__Supplied material__
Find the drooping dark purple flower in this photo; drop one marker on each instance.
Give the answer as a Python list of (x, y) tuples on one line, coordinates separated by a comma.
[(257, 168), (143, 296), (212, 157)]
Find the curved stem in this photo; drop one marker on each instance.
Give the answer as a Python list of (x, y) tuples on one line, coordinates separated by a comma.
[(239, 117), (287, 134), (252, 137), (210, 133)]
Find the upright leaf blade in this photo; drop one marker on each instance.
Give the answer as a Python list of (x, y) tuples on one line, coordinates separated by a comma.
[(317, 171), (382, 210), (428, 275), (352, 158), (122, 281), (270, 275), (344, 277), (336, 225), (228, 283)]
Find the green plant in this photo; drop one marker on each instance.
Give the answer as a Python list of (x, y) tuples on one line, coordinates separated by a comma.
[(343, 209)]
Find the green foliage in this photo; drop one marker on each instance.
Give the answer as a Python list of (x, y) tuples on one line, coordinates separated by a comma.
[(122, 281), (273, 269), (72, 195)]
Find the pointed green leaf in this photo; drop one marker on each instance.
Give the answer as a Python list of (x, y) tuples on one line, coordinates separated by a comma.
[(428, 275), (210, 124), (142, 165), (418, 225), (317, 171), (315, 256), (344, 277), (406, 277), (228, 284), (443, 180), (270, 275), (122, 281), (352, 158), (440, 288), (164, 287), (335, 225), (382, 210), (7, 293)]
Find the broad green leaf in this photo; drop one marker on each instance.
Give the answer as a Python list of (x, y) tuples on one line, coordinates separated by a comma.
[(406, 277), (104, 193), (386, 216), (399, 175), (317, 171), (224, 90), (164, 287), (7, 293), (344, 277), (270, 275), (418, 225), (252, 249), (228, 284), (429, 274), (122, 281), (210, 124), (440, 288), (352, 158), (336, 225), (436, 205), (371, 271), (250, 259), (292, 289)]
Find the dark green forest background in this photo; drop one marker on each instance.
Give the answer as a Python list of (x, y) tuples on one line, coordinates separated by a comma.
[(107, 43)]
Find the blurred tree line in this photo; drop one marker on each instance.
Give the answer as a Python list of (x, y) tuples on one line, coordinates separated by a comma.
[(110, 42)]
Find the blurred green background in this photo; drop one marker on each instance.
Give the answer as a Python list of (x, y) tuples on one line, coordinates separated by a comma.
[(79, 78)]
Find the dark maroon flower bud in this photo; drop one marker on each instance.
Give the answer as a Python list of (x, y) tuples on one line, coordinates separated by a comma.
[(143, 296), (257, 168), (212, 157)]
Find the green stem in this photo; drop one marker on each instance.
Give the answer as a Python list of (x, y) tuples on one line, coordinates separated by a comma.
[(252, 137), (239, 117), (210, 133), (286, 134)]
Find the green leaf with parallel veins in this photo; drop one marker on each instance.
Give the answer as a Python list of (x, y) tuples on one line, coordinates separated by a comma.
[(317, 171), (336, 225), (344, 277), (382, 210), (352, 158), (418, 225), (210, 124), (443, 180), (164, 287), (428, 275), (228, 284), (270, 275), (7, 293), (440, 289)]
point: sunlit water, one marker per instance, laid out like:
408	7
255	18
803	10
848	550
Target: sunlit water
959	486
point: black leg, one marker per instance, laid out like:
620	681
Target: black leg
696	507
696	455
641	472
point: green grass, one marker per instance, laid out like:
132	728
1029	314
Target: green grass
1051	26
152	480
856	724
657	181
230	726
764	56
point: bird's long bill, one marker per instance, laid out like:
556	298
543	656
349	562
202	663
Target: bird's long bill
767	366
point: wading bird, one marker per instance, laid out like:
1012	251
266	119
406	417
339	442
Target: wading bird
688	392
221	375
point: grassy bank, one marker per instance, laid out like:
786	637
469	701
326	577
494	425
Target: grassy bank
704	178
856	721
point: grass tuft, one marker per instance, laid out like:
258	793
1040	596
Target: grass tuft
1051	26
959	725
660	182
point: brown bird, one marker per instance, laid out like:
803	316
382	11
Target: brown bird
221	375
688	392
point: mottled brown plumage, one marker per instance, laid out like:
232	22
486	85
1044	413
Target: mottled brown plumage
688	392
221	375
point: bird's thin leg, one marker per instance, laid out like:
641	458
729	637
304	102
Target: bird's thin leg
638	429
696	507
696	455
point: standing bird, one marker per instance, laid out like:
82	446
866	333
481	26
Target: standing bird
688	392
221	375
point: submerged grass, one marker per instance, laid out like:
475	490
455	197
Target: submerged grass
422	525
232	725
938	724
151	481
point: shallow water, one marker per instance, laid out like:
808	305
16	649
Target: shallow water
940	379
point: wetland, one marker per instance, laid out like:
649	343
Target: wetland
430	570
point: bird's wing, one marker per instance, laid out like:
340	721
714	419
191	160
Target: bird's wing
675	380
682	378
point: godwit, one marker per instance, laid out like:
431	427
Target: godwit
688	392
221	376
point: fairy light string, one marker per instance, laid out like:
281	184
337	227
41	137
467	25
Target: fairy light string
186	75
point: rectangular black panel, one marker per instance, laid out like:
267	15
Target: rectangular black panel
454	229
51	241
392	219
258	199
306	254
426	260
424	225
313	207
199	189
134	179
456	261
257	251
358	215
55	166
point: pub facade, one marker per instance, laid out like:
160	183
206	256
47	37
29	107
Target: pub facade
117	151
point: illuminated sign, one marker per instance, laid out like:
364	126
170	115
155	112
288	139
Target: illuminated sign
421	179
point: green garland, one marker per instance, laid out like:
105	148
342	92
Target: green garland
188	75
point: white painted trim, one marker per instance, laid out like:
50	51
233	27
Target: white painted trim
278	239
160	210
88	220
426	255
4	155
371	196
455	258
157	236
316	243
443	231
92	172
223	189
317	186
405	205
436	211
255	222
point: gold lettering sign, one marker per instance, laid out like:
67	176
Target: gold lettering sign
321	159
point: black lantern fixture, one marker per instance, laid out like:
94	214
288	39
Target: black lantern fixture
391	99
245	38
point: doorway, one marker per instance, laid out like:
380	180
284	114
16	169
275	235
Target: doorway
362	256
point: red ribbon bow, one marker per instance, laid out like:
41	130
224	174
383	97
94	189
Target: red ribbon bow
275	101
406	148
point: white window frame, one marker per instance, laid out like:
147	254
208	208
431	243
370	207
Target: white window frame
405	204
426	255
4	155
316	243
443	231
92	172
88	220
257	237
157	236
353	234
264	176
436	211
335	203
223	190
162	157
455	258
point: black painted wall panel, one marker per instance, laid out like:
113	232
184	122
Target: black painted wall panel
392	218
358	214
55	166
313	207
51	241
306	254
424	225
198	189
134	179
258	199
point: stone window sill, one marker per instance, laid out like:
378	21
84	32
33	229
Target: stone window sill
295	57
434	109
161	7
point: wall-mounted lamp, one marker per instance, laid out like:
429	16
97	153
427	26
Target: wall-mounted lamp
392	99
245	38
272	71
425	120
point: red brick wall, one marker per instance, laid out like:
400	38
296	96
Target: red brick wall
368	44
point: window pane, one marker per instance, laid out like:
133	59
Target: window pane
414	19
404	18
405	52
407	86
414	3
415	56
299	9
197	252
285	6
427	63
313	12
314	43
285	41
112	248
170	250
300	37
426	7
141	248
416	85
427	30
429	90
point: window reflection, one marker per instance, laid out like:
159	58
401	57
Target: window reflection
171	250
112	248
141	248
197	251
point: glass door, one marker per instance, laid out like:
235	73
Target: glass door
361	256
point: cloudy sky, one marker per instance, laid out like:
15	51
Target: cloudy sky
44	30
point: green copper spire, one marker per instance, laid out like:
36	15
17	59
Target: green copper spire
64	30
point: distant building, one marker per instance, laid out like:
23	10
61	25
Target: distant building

__Task to complete__
From start to finish, retype the records above with complete accuracy.

__Answer to this exercise__
Find the drooping dark purple flower in this photo; drop one marker on each instance.
Give the answer as a Python list of (x, y) tuples on one line, coordinates separated by a comma.
[(257, 168), (143, 296), (212, 157)]
Find the curved stem in this photo; drop one marker on each instance.
Give the answer as a Python list of (x, y) tuples on one line, coordinates separated by a comma.
[(239, 117), (287, 134), (252, 137), (210, 133)]
Find the upright leaf blade in this photo; drop one marker on each instance.
Give the answer as a Python list of (x, y) tuples on one line, coordinates separated by a comma.
[(317, 171), (382, 210), (428, 275), (352, 158), (122, 281), (270, 275), (344, 277), (336, 225), (228, 283)]
Find the green plant in this photo; drop one marker on each instance.
Give the answer as a Python list of (x, y) tuples on one line, coordinates separated by a comma.
[(343, 209)]
Find the green foliage in this photo; drop one marker on each instance.
Give the answer as a Python list of (x, y) tuples on one line, coordinates separated by a comma.
[(122, 281), (273, 269), (72, 195)]
Find the pointed green leaf in this photo; drop one marker on each instance.
Give the answer as a Python list of (x, y) tuples on one line, coordinates separated by a comma.
[(428, 275), (210, 124), (142, 165), (418, 225), (317, 171), (315, 256), (344, 277), (406, 277), (228, 284), (443, 180), (270, 275), (122, 281), (352, 158), (440, 288), (164, 287), (335, 225), (382, 210), (7, 293)]
Find the broad green leaf in this photo; drop one marker on each instance.
Give the answer as a Python list of (x, y) tuples on one line, coordinates separated by a comma.
[(406, 277), (104, 193), (386, 216), (399, 175), (317, 171), (224, 90), (164, 287), (7, 293), (344, 277), (270, 275), (418, 225), (252, 249), (228, 284), (429, 274), (122, 281), (210, 124), (440, 288), (352, 158), (336, 225), (436, 205), (371, 271), (250, 259), (292, 289)]
Find the dark green forest background in this photo; drop one marker on each instance.
Give the answer as a Python list of (x, y) tuples on one line, coordinates separated by a comma.
[(107, 43)]
Find the blurred tree line in this photo; drop one marker on each instance.
Give the answer as a Python list of (x, y) tuples on one line, coordinates separated by a comma.
[(110, 42)]
Find the blurred green background in this photo; drop one marker on each instance.
Give the answer as a Python list of (x, y) tuples on one line, coordinates separated by a comma.
[(79, 78)]
Find the dark maroon flower bud in this photo; drop one marker on each instance.
Give the answer as a Python list of (x, y) tuples on one line, coordinates separated by a comma.
[(143, 296), (257, 168), (212, 157)]
Find the green stem in this photo; drop one marker on each instance.
Give the answer as a Python list of (x, y) tuples on one line, coordinates separated by a comma.
[(252, 137), (239, 117), (210, 133), (286, 134)]
Find the green leaf with parallel veins in this photo; drop one marker on each instance.
Give the answer as a Python list of (x, y) tuples on one line, coordinates separated by a comma.
[(317, 171), (336, 225), (344, 277), (382, 210), (352, 158), (418, 225), (210, 124), (443, 180), (164, 287), (428, 275), (228, 284), (270, 275), (7, 293), (440, 289)]
point: sunlit water, one marker per instance, laid out like:
408	7
255	18
803	10
848	550
Target: sunlit water
959	486
point: black leg, one marker per instance, laid out like:
620	681
Target: black leg
696	507
696	455
641	472
point: green grass, one marker per instance, laid out like:
132	728
1029	314
Target: green grass
1051	26
152	480
856	724
657	181
230	726
764	56
point: bird's long bill, one marker per instance, laid out like:
556	298
543	656
349	562
202	663
Target: bird's long bill
767	366
point: wading bird, one marker per instance, laid out like:
1012	251
266	119
406	417
339	442
Target: wading bird
688	392
221	375
point: grassy bank, one marker per instance, laid out like:
786	637
469	701
326	577
494	425
Target: grassy bank
704	178
856	721
point: grass tuft, one marker per instance, laid out like:
258	793
1040	596
Target: grass tuft
1051	26
959	725
660	182
point: brown bird, one marker per instance, laid out like:
803	316
382	11
Target: brown bird
221	375
688	392
point: mottled brown plumage, one marker per instance, laid out like:
232	22
486	85
1044	413
Target: mottled brown plumage
688	392
221	375
point: bird's thin leg, one marker per instance, laid out like:
641	458
729	637
304	102
Target: bird's thin leg
638	429
696	507
696	455
point: standing bird, one marker per instance, laid out like:
82	446
866	333
481	26
Target: standing bird
688	392
221	375
point: submerged grass, one marker per instance, laid out like:
475	490
455	197
Target: submerged grass
422	525
232	725
938	724
151	481
point: shallow water, one marker per instance, laid out like:
808	305
16	649
Target: shallow water
940	379
point: wetland, one marker per instance, laid out like:
649	343
Target: wetland
430	570
point: bird's wing, one marker per instance, laid out like:
340	721
714	419
191	160
Target: bird's wing
675	380
682	378
point: godwit, one marker per instance, laid out like:
431	427
Target: godwit
688	392
221	376
point: fairy light string, one marker per instance, laid out like:
281	184
337	227
41	137
467	25
Target: fairy light string
186	75
point: rectangular black panel, one marker per instance, laid out like:
267	15
Target: rectangular black panel
454	229
51	241
392	219
258	199
306	254
426	260
424	225
313	207
199	189
134	179
456	261
257	251
358	215
55	166
point: pub facade, one marker per instance, laid out like:
160	183
206	256
47	37
29	107
Target: pub facade
117	151
point: illuminated sign, one marker per instance, laid out like:
364	126
170	115
155	112
288	139
Target: illuminated sign
421	179
point: green garland, one marker per instance, laid out like:
105	148
342	92
Target: green garland
188	75
point: white painted trim, one marker per instance, laid out like:
50	51
233	27
Target: white painted trim
278	239
160	210
88	220
426	255
4	155
371	196
455	258
157	236
316	243
443	231
92	172
223	189
317	186
405	205
436	211
255	222
point: gold lettering sign, one marker per instance, laid out like:
67	176
Target: gold lettering sign
321	159
point: black lantern fixture, one marker per instance, laid out like:
94	214
288	39
Target: black lantern fixture
391	99
245	38
point: doorway, one marker per instance, laid out like:
380	180
284	114
16	169
275	235
Target: doorway
362	256
point: red ribbon bow, one marker per instance, laid out like:
41	130
224	174
383	97
94	189
Target: red ribbon bow
275	101
406	148
point: white window frame, one marker per instance, laid out like:
147	254
208	208
431	243
370	207
Target: white window frame
405	204
426	255
4	155
316	243
443	231
92	172
88	220
257	237
157	236
353	234
264	176
436	211
335	203
223	190
162	157
455	258
point: black painted wall panel, one marker per instance, laid out like:
113	232
184	122
Target: black painted wall panel
392	218
358	214
55	166
313	207
51	241
306	254
424	225
198	189
134	179
258	199
point: stone window sill, one marker per instance, laid out like:
378	21
84	32
33	229
Target: stone window sill
295	57
434	109
161	7
point: wall-mounted lamp, one marker per instance, laid out like:
429	16
97	153
427	26
Target: wall-mounted lamp
392	99
245	38
272	71
425	120
point: red brick wall, one marker per instance, laid out like:
400	38
296	96
Target: red brick wall
368	44
point: window pane, one marker per instance, laid out like:
133	59
Target: window pane
414	19
404	18
405	52
407	86
414	3
415	56
299	9
197	252
285	6
427	63
313	12
314	43
285	41
112	248
170	250
300	37
426	7
141	248
416	85
427	30
429	90
point: window reflection, one marker per instance, laid out like:
159	58
401	57
Target: window reflection
171	250
112	248
141	248
197	251
point: glass door, one marker per instance, laid out like:
235	73
Target: glass door
361	256
point: cloudy sky, one marker per instance, laid out like:
15	51
Target: cloudy sky
44	30
point: green copper spire, one marker per instance, laid out like:
36	15
17	59
Target: green copper spire
64	30
point: distant building, one marker per instance, laid out like:
23	10
61	25
Target: distant building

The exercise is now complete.